Material provided:

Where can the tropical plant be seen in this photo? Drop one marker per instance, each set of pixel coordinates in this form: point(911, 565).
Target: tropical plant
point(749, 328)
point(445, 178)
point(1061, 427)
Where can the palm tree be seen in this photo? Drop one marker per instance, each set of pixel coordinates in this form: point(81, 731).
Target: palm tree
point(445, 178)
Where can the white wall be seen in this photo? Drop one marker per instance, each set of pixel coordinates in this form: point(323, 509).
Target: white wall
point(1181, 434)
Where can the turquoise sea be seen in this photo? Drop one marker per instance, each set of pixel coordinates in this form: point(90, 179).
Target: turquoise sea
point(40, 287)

---

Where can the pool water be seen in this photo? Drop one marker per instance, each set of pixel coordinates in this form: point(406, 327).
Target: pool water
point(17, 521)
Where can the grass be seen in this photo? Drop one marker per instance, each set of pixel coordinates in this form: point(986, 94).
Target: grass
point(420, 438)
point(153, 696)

---

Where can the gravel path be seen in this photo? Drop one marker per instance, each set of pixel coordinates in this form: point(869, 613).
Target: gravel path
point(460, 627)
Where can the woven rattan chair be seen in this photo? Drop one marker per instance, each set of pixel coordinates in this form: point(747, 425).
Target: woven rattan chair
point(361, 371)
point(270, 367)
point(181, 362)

Task instructions: Can you rewrite the items from the line with "Where can the palm" to the line with "point(1181, 434)", putting "plaster wall" wherever "white wall" appears and leaving everything else unchanged? Return only those lines.

Result below:
Where can the palm tree be seen in this photo? Drop one marker per instance, each set of pixel coordinates in this form: point(81, 731).
Target: palm tree
point(445, 178)
Where can the plaster wall be seen in this photo? Drop one marker per instance, each set of pixel coordinates in this form: point(323, 509).
Target: plaster wall
point(1181, 434)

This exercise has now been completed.